[What this task involves] Write out the data below in full, please. Keep every character as given.

[Stored records]
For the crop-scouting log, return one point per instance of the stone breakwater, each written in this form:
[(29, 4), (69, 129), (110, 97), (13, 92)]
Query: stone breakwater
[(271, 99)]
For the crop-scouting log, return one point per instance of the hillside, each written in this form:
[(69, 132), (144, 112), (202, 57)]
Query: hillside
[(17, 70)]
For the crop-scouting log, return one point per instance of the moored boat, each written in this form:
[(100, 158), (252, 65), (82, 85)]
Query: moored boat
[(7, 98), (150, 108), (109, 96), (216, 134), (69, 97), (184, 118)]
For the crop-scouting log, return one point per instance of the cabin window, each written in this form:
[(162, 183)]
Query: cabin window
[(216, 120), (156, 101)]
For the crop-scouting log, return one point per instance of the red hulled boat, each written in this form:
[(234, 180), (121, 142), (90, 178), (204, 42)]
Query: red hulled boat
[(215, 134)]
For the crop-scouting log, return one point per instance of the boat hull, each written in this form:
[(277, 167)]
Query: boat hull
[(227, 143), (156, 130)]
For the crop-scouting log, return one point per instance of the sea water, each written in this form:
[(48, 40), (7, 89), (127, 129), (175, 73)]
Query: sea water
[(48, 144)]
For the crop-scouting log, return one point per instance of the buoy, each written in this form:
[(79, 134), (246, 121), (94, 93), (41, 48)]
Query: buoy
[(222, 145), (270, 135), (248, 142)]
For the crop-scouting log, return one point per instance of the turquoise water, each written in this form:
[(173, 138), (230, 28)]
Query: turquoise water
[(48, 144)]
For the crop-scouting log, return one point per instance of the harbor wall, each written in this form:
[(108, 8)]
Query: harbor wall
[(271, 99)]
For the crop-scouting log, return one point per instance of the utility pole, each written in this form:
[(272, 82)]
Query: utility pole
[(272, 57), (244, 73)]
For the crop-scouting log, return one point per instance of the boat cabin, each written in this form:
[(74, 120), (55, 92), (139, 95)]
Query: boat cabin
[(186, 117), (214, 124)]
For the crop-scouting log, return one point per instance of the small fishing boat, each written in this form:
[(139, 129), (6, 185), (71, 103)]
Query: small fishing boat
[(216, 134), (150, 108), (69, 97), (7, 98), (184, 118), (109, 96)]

[Response to the exercise]
For the crop-scouting log, return one point per instance of the stone breakwater, each written in this form:
[(29, 4), (69, 129), (110, 97), (13, 92)]
Query: stone breakwater
[(271, 99)]
For the crop-scouting log, return one point per instance of the hillside, each written in this form:
[(69, 132), (144, 112), (202, 57)]
Query: hillside
[(17, 70)]
For the crop-scouting log, return one point per instance of the moored boat, each written in this form:
[(100, 158), (252, 65), (82, 85)]
Query: moored boat
[(7, 98), (150, 108), (109, 96), (216, 134), (69, 97), (184, 118)]
For the crop-scouting log, return one point per instance of the cabin window, each written in this form:
[(162, 183)]
Query: cabin window
[(216, 120), (156, 101)]
For the crop-scouting log, return one point per instance of the red hulled boat, each written in this form:
[(234, 180), (121, 142), (90, 178), (204, 42)]
Query: red hulled boat
[(215, 134)]
For the crop-scouting log, return one point per instance of the boat hull, each written in this form:
[(277, 167)]
Query: boat hull
[(227, 143), (156, 130)]
For the crop-scouting log, return one point per instance of the sea water, each written in this form:
[(48, 40), (7, 89), (127, 129), (175, 73)]
Query: sea water
[(48, 144)]
For the crop-scouting log, return one point per instance of the buoy, each written in this form:
[(79, 134), (246, 121), (94, 93), (41, 48)]
Query: buoy
[(222, 145), (270, 135), (248, 142)]
For the crop-scouting log, return one point per instance of the turquoise water, each written in this form:
[(173, 138), (230, 28)]
Query: turquoise water
[(48, 144)]
For the crop-scouting log, return one point per instance of the harbor wall, each written in this form:
[(108, 8)]
Query: harbor wall
[(271, 99)]
For the crop-scouting log, return one point per instance of the utility pole, each written in this form:
[(272, 82)]
Query: utility pole
[(272, 57), (244, 73)]
For the crop-scouting log, return one point per instance of the boat cabin, each written in this form:
[(74, 120), (55, 92), (139, 95)]
Query: boat cabin
[(186, 117), (214, 124)]
For the crop-scouting log, return one point per instance of the small fishing boat, each written in this form:
[(139, 129), (6, 185), (71, 103)]
Query: small fishing boat
[(216, 134), (150, 108), (69, 97), (7, 98), (184, 118), (109, 96)]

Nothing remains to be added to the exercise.